TASK ITEM: Without including any picture, repeat the records below exactly.
(Beginning of SOURCE MATERIAL)
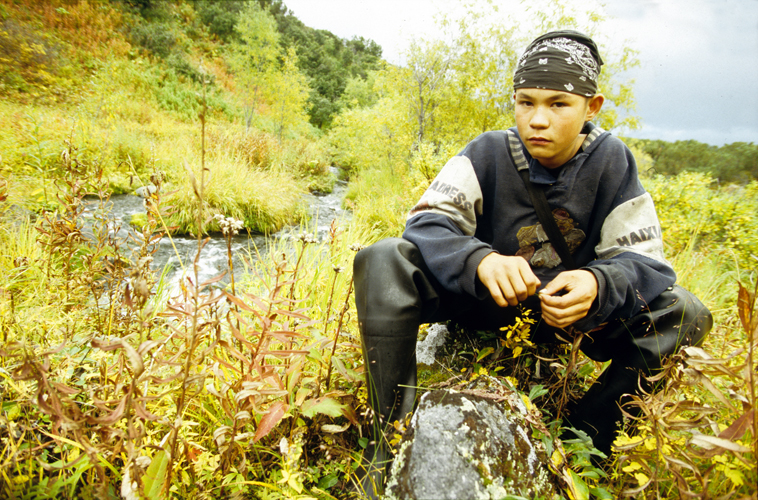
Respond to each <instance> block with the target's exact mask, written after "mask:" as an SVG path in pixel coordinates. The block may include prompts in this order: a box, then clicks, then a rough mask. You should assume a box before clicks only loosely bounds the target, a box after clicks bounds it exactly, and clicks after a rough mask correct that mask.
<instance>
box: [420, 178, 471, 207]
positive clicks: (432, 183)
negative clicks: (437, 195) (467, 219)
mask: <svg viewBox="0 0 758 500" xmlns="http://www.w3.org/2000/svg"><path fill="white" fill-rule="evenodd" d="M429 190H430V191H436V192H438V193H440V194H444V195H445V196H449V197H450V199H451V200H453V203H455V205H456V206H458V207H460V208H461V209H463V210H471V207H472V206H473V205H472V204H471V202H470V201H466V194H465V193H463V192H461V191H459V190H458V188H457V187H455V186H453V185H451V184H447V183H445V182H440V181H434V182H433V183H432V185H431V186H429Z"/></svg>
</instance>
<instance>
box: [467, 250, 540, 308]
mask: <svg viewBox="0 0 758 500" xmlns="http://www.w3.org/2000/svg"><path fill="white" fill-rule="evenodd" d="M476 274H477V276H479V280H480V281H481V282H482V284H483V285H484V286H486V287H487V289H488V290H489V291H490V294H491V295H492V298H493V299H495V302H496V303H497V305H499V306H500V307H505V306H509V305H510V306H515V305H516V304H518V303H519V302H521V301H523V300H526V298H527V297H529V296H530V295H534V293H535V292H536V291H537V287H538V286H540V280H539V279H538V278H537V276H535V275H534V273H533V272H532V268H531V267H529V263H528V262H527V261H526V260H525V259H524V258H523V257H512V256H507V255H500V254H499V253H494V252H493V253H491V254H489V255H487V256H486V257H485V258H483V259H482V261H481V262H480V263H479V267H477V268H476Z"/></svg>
(End of SOURCE MATERIAL)
RESULT OF THIS EXERCISE:
Respond to each <instance> block with the target's exact mask, written after "mask:" as an SVG path in pixel coordinates. The block may include prompts in this order: a box, then clicks, then a rough mask. You should assume a box before clicks only loosely bounds the target, a box after clicks bounds it exactly, and clicks after a rough mask correct that mask.
<instance>
box: [420, 178, 471, 207]
positive clicks: (432, 183)
negative clicks: (437, 195) (467, 219)
mask: <svg viewBox="0 0 758 500" xmlns="http://www.w3.org/2000/svg"><path fill="white" fill-rule="evenodd" d="M429 190H430V191H436V192H438V193H440V194H444V195H445V196H449V197H450V199H451V200H453V203H455V205H456V206H458V207H460V208H461V209H463V210H471V207H472V206H473V205H472V204H471V202H470V201H466V194H465V193H463V192H461V191H459V190H458V188H457V187H455V186H453V185H451V184H447V183H445V182H440V181H434V182H433V183H432V185H431V186H429Z"/></svg>
</instance>
<instance>
box: [467, 250, 540, 308]
mask: <svg viewBox="0 0 758 500" xmlns="http://www.w3.org/2000/svg"><path fill="white" fill-rule="evenodd" d="M476 274H477V276H479V280H480V281H481V282H482V284H483V285H484V286H486V287H487V289H488V290H489V291H490V294H491V295H492V298H493V299H495V302H496V303H497V305H499V306H500V307H505V306H509V305H510V306H515V305H516V304H518V303H519V302H521V301H523V300H526V298H527V297H529V296H530V295H534V293H535V292H536V291H537V287H538V286H540V280H539V279H538V278H537V276H535V275H534V273H533V272H532V268H531V267H529V263H528V262H527V261H526V260H525V259H524V258H523V257H512V256H507V255H500V254H499V253H494V252H493V253H491V254H489V255H487V256H486V257H485V258H483V259H482V261H481V262H480V263H479V267H477V268H476Z"/></svg>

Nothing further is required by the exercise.